▶ **Article**
France-Allemagne : quand la politique peine à séduire les citoyens !

Alain Howiller compare de récentes études sur les approches de la politique des jeunes allemands et français – et ce, en vue de l’année électorale 2017 qui se dessine déjà !

Malgré le manque de confiance dans le monde politique, une vaste majorité des jeunes allemand envisage l'avenir avec de l'optimisme. Foto: Dieter Seybold / Wikimedia Commons / CC-BY-SA 3.0

(Par Alain Howiller) – Singulière époque, en vérité, que celle que nous vivons et que nous partageons avec nos concitoyens : jamais ces derniers n’ont été aussi perplexes -voire hostiles- devant «la» et «les» politiques. Pourtant, jamais nos élus et candidats à une élection n’ont été aussi soucieux de…. s’attacher les suffrages des électeurs, quitte, parfois -voire souvent- à perdre leur âme dans une démarche d’acquisition de voix qui grise souvent le hold-up ! C’est que pour avoir la majorité nécessaire pour arriver au pouvoir, il faut ratisser au-delà de son camp et essayer de séduire d’autres camps, sans pour autant perdre le socle sur lequel s’est bâti une candidature.

C’est ce que les fins politologues, utilisant un concept venu de la géométrie voire de la trigonométrie, appellent une «triangulation»(1). Et c’’est ce que les simples observateurs et journalistes appellent, eux, la «stratégie du coucou» : utiliser les propositions de ses adversaires, les faire siennes à côté (parfois contre !) de ses propres convictions, de dresser une synthèse qui –croit-on- peut être acceptée par…. deux camps opposés ! Alors que cette stratégie doit faire gagner le candidat d’un camp en lui permettant de grappiller les voix nécessaires pour «construire» une majorité, force est de constater que cela ne facilite guère la clarification des idées, provoque la confusion et nourrit… l’abstention !

▶ **Consigne**
Relevez, dans l'ordre où ils apparaissent, tous les mots ou expressions que l'article place entre guillemets « ».

▶ **Données fournies**

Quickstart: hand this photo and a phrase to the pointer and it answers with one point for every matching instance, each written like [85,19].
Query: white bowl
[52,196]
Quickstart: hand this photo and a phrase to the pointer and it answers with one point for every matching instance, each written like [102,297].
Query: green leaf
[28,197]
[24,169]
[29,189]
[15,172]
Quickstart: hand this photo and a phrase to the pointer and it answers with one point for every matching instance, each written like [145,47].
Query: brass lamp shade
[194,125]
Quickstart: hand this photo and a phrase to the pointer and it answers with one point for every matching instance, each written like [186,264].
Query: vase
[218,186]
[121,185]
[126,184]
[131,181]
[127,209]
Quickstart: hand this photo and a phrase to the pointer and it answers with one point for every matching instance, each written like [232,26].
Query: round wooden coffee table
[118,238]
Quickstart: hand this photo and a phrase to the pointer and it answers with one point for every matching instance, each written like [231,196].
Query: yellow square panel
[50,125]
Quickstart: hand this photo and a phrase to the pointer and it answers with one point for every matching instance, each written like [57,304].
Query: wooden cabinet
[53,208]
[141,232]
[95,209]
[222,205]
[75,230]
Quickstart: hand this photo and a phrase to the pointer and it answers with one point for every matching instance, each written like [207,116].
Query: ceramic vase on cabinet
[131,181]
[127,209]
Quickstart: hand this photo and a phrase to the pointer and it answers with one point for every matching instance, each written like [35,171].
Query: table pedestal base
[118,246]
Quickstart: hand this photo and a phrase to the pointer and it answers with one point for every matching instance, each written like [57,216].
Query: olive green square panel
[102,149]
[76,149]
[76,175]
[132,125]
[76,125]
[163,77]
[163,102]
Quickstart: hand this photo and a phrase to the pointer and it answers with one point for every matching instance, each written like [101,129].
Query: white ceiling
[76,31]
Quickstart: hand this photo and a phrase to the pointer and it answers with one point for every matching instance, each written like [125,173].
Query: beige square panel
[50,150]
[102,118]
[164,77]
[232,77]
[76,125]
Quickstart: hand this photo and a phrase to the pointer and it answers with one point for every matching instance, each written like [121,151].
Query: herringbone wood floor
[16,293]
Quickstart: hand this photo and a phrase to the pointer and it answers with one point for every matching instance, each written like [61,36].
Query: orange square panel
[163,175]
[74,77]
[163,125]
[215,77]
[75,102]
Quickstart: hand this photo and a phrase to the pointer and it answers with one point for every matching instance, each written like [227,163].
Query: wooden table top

▶ **Réponse attendue**
la ; les ; triangulation ; stratégie du coucou ; construire